Exercise goal => Update each of the entries below by replacing "receives one dot" with "gets exactly one dot", and leave every other word as it is.

Record set =>
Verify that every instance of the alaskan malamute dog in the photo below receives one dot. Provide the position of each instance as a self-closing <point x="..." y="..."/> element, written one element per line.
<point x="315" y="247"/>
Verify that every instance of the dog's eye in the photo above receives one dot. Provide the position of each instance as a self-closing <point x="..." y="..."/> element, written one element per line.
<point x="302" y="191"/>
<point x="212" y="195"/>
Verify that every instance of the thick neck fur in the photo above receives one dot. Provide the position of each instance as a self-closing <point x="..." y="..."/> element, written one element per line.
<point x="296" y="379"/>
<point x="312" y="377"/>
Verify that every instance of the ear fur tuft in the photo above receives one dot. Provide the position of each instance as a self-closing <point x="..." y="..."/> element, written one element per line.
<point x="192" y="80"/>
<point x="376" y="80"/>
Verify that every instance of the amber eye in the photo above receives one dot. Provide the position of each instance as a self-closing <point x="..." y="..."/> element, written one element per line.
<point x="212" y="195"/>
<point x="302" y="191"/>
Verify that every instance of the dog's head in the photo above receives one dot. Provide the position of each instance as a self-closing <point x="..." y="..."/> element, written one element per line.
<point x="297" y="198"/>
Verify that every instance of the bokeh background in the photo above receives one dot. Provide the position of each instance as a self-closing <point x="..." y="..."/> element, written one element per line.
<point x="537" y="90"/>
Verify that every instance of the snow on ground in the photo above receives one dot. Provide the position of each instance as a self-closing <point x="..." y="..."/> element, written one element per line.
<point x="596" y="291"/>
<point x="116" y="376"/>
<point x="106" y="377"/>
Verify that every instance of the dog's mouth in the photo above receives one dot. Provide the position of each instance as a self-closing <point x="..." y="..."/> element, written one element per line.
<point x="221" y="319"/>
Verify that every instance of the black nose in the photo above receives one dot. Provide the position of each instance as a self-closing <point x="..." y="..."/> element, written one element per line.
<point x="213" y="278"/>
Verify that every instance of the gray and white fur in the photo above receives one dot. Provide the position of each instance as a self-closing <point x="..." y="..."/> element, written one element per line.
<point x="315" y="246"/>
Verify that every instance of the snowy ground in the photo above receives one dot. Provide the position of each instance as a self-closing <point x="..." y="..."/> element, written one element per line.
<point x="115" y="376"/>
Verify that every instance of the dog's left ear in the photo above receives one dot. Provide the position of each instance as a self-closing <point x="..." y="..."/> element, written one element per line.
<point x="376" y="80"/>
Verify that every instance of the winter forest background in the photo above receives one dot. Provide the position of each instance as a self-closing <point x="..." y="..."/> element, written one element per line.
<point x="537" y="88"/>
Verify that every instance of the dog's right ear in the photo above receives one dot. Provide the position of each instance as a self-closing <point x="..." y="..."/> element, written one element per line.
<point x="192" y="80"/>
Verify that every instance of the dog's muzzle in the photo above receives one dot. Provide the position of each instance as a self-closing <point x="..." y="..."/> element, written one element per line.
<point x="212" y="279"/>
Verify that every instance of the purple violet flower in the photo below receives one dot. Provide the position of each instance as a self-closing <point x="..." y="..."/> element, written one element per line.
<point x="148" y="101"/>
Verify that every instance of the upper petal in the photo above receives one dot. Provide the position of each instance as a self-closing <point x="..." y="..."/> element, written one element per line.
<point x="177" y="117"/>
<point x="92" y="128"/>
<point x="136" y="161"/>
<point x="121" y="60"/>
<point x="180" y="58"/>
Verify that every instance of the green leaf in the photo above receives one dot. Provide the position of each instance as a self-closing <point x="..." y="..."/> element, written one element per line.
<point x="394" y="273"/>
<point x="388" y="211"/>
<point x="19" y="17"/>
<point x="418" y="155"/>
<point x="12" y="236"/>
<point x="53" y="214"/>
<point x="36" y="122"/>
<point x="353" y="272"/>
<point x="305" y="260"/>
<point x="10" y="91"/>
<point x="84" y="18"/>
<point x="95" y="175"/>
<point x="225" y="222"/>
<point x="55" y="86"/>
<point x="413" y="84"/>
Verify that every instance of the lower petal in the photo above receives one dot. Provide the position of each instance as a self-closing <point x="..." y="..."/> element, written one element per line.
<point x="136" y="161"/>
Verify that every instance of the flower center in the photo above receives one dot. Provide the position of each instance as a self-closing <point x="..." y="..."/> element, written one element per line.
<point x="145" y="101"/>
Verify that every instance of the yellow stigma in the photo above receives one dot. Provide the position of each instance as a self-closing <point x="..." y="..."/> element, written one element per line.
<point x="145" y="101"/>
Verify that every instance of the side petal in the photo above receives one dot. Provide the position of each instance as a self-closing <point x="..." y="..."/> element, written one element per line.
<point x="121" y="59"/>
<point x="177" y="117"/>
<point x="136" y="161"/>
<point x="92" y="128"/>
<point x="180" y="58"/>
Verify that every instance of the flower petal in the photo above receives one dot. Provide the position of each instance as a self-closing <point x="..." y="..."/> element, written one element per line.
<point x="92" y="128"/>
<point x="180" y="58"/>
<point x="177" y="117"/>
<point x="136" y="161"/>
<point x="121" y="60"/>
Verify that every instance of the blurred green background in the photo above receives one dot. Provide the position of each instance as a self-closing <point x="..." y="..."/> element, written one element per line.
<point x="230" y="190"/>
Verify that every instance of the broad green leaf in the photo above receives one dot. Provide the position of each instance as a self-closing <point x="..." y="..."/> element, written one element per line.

Output for this task =>
Verify that every instance of the alaskan malamute dog in the photo below gets exactly one dot. Provide the position of each instance as a self-closing <point x="..." y="..."/> element, written one element per line.
<point x="315" y="247"/>
Verify that every instance of the dog's eye in the photo above gets exactly one dot. Provide the position of each instance as a self-closing <point x="..." y="..."/> element, written one element per line.
<point x="302" y="191"/>
<point x="212" y="195"/>
Verify that every instance of the thick neck fur in the photo above gets exactly one dot. Provide the position of each instance as a self-closing <point x="..." y="..."/> element, written one element per line.
<point x="296" y="379"/>
<point x="312" y="377"/>
Verify that every instance of the ear fur tuft in the photo above gets exactly one dot. Provide the position of each instance as a self-closing <point x="..." y="..."/> element, written one element per line.
<point x="192" y="80"/>
<point x="376" y="80"/>
Verify that every instance of the amber eye in the photo above gets exactly one dot. Provide the position of each instance as a self-closing <point x="..." y="..."/> element, written one element per line.
<point x="212" y="195"/>
<point x="302" y="191"/>
Verify that every instance of the dog's head in the photo above gets exactly one dot. Provide the position of each instance as a self-closing <point x="..." y="..."/> element, written one element per line.
<point x="297" y="198"/>
Verify that every instance of the bokeh background in the photo above gets exactly one dot. Provide the position of each instance as a self-closing <point x="..." y="..."/> element, written one element per line.
<point x="537" y="90"/>
Verify that every instance of the snow on ground in the photo above gets exactly one dot. Provide the position of each instance as a self-closing <point x="..." y="..."/> element, written one element per line.
<point x="596" y="291"/>
<point x="116" y="376"/>
<point x="106" y="377"/>
Verify that every instance of the dog's mouth in the photo above gets exactly one dot. Provide the position of each instance as a self-closing <point x="..." y="..."/> element, written one element per line.
<point x="221" y="319"/>
Verify that every instance of the black nose in the photo above gets exactly one dot. Provide the position of each instance as a self-closing <point x="..." y="..."/> element, written one element per line.
<point x="213" y="278"/>
Verify that every instance of the gray and white fur in the photo above gets exactly one dot. Provide the position of each instance as a self-closing <point x="..." y="..."/> element, written one element per line.
<point x="315" y="246"/>
Verify that every instance of the snowy ground in the photo above gets exactly one dot. Provide the position of each instance as a self-closing <point x="..." y="..."/> element, written one element per line.
<point x="115" y="376"/>
Verify that every instance of the dog's left ear in the photo above gets exactly one dot. Provide the position of each instance as a self-closing <point x="..." y="..."/> element, written one element per line.
<point x="376" y="80"/>
Verify that every instance of the winter forest background in the photo above gets exactly one dot. Provide the position of each instance as a self-closing <point x="..." y="..."/> element, written one element per line.
<point x="537" y="88"/>
Verify that every instance of the dog's right ear in the photo above gets exactly one dot. Provide the position of each instance as a self-closing <point x="..." y="..."/> element, written one element per line.
<point x="192" y="80"/>
Verify that every instance of the dog's muzzle in the photo above gets exactly one dot. Provide the position of each instance as a self-closing <point x="..." y="..."/> element, written one element per line.
<point x="212" y="279"/>
Verify that every instance of the purple violet flower in the photo below gets exactly one dot. Provide the position of each instance as a self-closing <point x="..." y="..."/> element, written one element per line.
<point x="148" y="101"/>
Verify that every instance of the upper petal in the photo above gets exactly one dot. Provide the position of each instance as a self-closing <point x="..." y="..."/> element, written one element per line.
<point x="177" y="117"/>
<point x="92" y="128"/>
<point x="136" y="161"/>
<point x="121" y="60"/>
<point x="180" y="58"/>
Verify that every instance of the green leaf in the photo above gets exactly one dot. Provide the position of each instance as a self-closing <point x="..." y="..."/> element, written one element per line.
<point x="394" y="273"/>
<point x="388" y="211"/>
<point x="19" y="17"/>
<point x="418" y="155"/>
<point x="12" y="236"/>
<point x="53" y="214"/>
<point x="36" y="122"/>
<point x="353" y="272"/>
<point x="305" y="260"/>
<point x="10" y="91"/>
<point x="84" y="18"/>
<point x="95" y="175"/>
<point x="225" y="222"/>
<point x="55" y="86"/>
<point x="413" y="84"/>
Verify that every instance of the lower petal in the photo above gets exactly one dot. Provide the position of each instance as a self-closing <point x="..." y="..."/> element, written one element per line.
<point x="136" y="161"/>
Verify that every instance of the flower center in the photo above gets exactly one dot. Provide the position of each instance as a self-closing <point x="..." y="..."/> element, written one element per line.
<point x="145" y="101"/>
Verify that every instance of the yellow stigma in the photo above gets exactly one dot. Provide the position of each instance as a self-closing <point x="..." y="..."/> element, written one element per line.
<point x="145" y="101"/>
Verify that every instance of the side petal in the photo above gets exactly one dot. Provide the position of each instance as a self-closing <point x="..." y="..."/> element, written one element per line.
<point x="121" y="59"/>
<point x="177" y="117"/>
<point x="136" y="161"/>
<point x="92" y="128"/>
<point x="180" y="58"/>
Verify that every instance of the flower petal in the photo above gets exactly one dot. Provide the position of each instance as a self-closing <point x="..." y="..."/> element, written one element per line.
<point x="92" y="128"/>
<point x="180" y="58"/>
<point x="177" y="117"/>
<point x="136" y="161"/>
<point x="121" y="60"/>
Verify that every instance of the blurred green background in the photo above gets exactly one dot. Provide the position of each instance as a self-closing <point x="..." y="..."/> element, written one element per line.
<point x="230" y="190"/>
Verify that every instance of the broad green leaf in the photo above gets exactly one dot. Provide the position of each instance as a self-closing <point x="..." y="..."/> element, written one element per line.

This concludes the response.